## Exercise
Could you please reproduce all the records below exactly, leaving out the images?

+===+

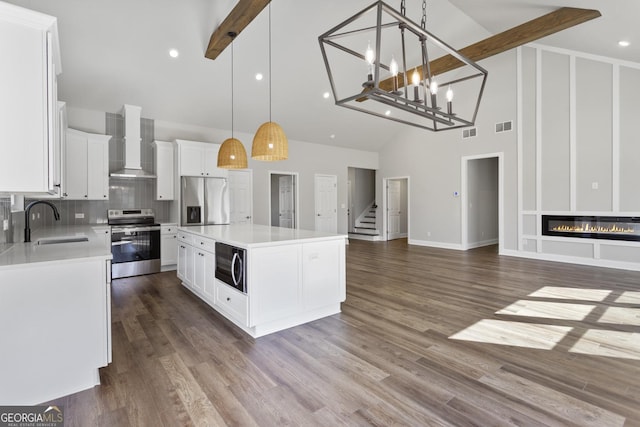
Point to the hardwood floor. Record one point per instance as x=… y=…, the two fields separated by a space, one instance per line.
x=426 y=337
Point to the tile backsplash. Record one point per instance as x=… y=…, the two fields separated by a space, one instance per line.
x=124 y=193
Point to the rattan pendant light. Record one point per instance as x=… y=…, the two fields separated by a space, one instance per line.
x=232 y=154
x=270 y=142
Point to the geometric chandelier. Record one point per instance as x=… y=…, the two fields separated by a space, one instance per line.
x=380 y=62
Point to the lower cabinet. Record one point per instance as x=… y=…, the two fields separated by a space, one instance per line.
x=104 y=233
x=168 y=246
x=197 y=264
x=231 y=302
x=287 y=284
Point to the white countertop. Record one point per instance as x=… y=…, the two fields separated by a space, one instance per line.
x=14 y=254
x=253 y=235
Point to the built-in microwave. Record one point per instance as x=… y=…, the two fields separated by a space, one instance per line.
x=231 y=266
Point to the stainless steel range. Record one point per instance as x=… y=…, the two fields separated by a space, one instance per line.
x=135 y=242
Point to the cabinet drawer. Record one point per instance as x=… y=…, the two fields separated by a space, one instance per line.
x=231 y=302
x=168 y=228
x=186 y=237
x=205 y=244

+===+

## Output for this task
Point to the hardwood floor. Record one point per instance as x=… y=…, the two fields separated by a space, one instance per line.
x=426 y=337
Point to the tile backsplash. Record one point per instance as x=… y=…, the two fields separated by a space, one instance per line.
x=124 y=193
Point to the rattan pendant light. Record one point per instance as x=… y=…, the two fields separated by a space, one instance per line.
x=232 y=154
x=270 y=142
Point to the geometric chandelier. Record one point per instance as x=… y=…, the two fields separated by a space, one instance per line.
x=380 y=62
Point to the lower cabinet. Record one point per instance as x=… y=…, the two fields separated by a space, one instance per line.
x=104 y=233
x=168 y=246
x=197 y=264
x=231 y=302
x=287 y=284
Point to the white countertop. Record one point per instance as x=… y=…, the two fields separated by a space, one instance per line.
x=14 y=254
x=253 y=235
Point to the built-in microwave. Record one point per instance as x=… y=…, the two fields separated by a space, one instance per line.
x=231 y=266
Point to the stainless steel range. Record one point per instance as x=… y=…, the two fields separated by a space, one instance per line.
x=135 y=242
Point to the cabinet drawer. Record one point per instance as x=… y=…, the two fields separated by a space, one instance per line.
x=231 y=302
x=168 y=228
x=186 y=237
x=205 y=244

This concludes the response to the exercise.